*Dokumenttext:*
In der Excel-Vorlage (Abb. 7) sind in einer Arbeitsmappe alle Attribute detailliert beschrieben sowie zulässige Werte und Beispiele enthalten.

Amazon empfiehlt dringend, mindestens noch folgende Informationen anzugeben:

  • Hersteller-Barcode
  • Barcode-Typ
  • Marke
  • Hersteller
  • Produktkategorisierung (Kategorienummer von Amazon)
  • Produktbeschreibung
  • Artikelnummer (Hersteller-Artikelnummer)
  • Versandkosten
  • Anzahl (verfügbare Menge)

Darüber hinaus kann eine Vielzahl weiterer Produktdaten hinterlegt werden, was jedoch für einen ersten Test nicht nötig ist.

Datenfeed-Tipp 1: Lieferbarkeit und Versandkosten in die Bulletpoint-Hinweise eintragen (Feld „Attribut 1 – Attribut 5“), da Amazon diese für viele Kunden kaufentscheidenden Informationen ansonsten nicht sehr prominent bzw. gar nicht anzeigt.

*Aufgaben:*
a - Gib bitte für jede Aussage an, ob sie zum Text über den Amazon-Datenfeed passt. Antworte jeweils mit Ja oder Nein und zitiere die entscheidenden Worte wörtlich. (i) Amazon empfiehlt, die Versandkosten anzugeben. (ii) Für einen ersten Test muss eine Vielzahl weiterer Produktdaten hinterlegt werden. (iii) Amazon zeigt Lieferbarkeit und Versandkosten von sich aus gut sichtbar an.
b - Fasse den Absatz „Datenfeed-Tipp 1: Lieferbarkeit und Versandkosten …“ aus dem Text über den Amazon-Datenfeed kürzer, ohne seine wichtigsten Angaben wegzulassen.
c - Setze den Text über den Amazon-Datenfeed nach seinem letzten Satz fort.
Die Zeilen weiter unten werden hier nicht gebraucht.

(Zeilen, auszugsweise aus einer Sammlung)
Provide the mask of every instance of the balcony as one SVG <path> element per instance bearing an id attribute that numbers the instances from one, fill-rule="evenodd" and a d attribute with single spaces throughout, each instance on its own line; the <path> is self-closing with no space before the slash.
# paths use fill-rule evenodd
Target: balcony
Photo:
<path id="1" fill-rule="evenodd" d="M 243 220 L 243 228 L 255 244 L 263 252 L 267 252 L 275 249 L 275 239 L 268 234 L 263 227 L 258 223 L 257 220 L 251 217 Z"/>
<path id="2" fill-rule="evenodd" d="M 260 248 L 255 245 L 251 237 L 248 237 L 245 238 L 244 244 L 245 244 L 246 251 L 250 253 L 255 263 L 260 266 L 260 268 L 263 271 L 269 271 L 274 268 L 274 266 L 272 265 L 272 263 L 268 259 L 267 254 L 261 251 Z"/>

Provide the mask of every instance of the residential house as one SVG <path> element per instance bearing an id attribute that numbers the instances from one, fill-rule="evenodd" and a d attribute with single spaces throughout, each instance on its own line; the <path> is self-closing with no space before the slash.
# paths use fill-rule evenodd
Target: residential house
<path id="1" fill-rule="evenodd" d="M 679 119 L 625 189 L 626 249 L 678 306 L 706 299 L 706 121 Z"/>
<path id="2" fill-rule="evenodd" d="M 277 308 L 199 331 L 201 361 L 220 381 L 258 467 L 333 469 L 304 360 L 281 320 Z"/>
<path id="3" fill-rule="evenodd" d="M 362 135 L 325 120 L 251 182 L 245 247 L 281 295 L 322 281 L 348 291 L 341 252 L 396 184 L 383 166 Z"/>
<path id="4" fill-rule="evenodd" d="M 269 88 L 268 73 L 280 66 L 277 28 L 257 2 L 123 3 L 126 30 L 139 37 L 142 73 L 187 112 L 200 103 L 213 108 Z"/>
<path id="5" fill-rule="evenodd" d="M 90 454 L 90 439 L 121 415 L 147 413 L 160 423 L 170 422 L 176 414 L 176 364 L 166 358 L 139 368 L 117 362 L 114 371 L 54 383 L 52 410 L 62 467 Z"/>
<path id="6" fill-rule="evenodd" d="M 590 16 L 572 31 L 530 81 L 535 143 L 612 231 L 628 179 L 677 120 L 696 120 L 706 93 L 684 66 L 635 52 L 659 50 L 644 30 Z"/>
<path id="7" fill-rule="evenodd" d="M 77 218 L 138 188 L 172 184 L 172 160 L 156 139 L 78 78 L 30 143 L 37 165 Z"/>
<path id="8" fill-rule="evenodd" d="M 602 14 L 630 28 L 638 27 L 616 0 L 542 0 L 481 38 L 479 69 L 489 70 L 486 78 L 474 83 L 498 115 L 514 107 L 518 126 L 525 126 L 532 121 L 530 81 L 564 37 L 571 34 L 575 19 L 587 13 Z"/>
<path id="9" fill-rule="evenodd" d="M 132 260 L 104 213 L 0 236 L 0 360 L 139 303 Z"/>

* * *

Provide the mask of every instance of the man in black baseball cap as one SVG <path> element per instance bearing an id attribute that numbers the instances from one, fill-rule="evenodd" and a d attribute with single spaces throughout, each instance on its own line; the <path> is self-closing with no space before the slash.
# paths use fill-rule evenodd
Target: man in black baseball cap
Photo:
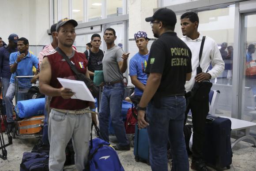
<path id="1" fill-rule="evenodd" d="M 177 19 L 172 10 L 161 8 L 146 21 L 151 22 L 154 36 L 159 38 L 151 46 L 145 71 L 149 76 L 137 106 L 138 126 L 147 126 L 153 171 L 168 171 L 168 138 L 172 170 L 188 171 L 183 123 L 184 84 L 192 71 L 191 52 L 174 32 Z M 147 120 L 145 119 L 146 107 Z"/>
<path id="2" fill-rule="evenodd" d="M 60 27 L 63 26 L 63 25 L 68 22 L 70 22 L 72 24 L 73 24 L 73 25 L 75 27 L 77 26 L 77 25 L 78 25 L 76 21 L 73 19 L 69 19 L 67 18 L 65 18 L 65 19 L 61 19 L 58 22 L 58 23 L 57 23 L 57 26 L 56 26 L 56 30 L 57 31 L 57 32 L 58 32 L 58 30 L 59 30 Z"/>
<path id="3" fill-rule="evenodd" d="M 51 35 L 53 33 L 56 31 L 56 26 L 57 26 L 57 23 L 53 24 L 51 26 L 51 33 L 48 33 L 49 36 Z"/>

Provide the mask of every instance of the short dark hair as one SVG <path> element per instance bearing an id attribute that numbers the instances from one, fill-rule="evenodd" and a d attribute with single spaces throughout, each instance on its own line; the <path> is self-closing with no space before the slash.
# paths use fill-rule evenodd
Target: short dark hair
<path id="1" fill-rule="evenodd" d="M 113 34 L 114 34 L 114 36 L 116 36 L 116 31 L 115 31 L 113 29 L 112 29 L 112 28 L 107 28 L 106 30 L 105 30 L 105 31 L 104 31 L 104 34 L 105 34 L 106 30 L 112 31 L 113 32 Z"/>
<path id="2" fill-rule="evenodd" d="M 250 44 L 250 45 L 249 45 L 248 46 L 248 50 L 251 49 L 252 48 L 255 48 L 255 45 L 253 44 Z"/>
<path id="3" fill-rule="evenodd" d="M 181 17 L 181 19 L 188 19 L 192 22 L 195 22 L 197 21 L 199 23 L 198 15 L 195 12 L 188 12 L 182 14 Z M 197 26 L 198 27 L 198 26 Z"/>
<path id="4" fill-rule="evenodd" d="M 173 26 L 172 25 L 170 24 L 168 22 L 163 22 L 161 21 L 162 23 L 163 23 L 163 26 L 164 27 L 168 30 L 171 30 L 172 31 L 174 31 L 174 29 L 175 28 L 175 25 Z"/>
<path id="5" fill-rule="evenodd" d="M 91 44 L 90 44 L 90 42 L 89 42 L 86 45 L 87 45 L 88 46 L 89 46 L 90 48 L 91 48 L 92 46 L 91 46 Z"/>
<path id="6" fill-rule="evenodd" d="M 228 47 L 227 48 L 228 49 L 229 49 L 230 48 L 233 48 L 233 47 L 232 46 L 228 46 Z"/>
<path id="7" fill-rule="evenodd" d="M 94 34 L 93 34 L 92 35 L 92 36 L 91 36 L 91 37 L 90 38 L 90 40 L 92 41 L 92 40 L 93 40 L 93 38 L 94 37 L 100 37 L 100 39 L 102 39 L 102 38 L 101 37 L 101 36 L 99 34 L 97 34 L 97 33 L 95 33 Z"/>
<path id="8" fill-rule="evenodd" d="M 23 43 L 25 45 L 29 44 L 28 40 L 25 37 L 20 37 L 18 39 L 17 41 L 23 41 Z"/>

*Lösungen:*
a -
(i) Ja: „Amazon empfiehlt dringend, mindestens noch folgende Informationen anzugeben“, darunter „Versandkosten“.
(ii) Nein: „was jedoch für einen ersten Test nicht nötig ist“.
(iii) Nein: „da Amazon diese für viele Kunden kaufentscheidenden Informationen ansonsten nicht sehr prominent bzw. gar nicht anzeigt“.

b - Tipp 1: Lieferbarkeit und Versandkosten in die Bulletpoint-Felder „Attribut 1 – Attribut 5“ eintragen. Amazon zeigt diese für viele Kunden kaufentscheidenden Angaben sonst kaum oder gar nicht an.

c -
Datenfeed-Tipp 2: Keyword-Feld nutzen: Keywords sind wichtig für die Auffindbarkeit in der Suchfunktion. Es können bis zu fünf Keywords pro Produkt angegeben werden. Amazon übernimmt automatisch den Produkttitel und die Marken in den Suchindex, man muss also diese Begriffe nicht wiederholen, sondern kann zusätzliche Suchworte hinterlegen.

Datenfeed-Tipp 3: Mehrere Produktbilder angeben! Amazon erlaubt neben der Übermittlung der Hauptbild-URL, acht weitere Bilder pro Produkt im Datenfeed anzugeben. Je mehr Bilder man übermittelt, desto besser können sich die potenziellen Kunden das Produkt bei Amazon ansehen und die Klick- und Kaufwahrscheinlichkeit steigt.

Die so mit den Produktdaten gefüllte Excel-Datei muss dann noch als Tabstopp-getrennte TXT-Datei abgespeichert werden und kann anschließend über das Händlerkonto bei Amazon hochgeladen werden. Auch ein FTP-Upload ist möglich und bei häufigen Änderungen des Datenfeeds sinnvoll, denn die FTP-Methode spart Zeit. Es geht einfach schneller, eine Datei mit einem FTP-Programm hochzuladen, als sich jedes Mal im Händlerkonto anzumelden und einen manuellen Upload zu starten.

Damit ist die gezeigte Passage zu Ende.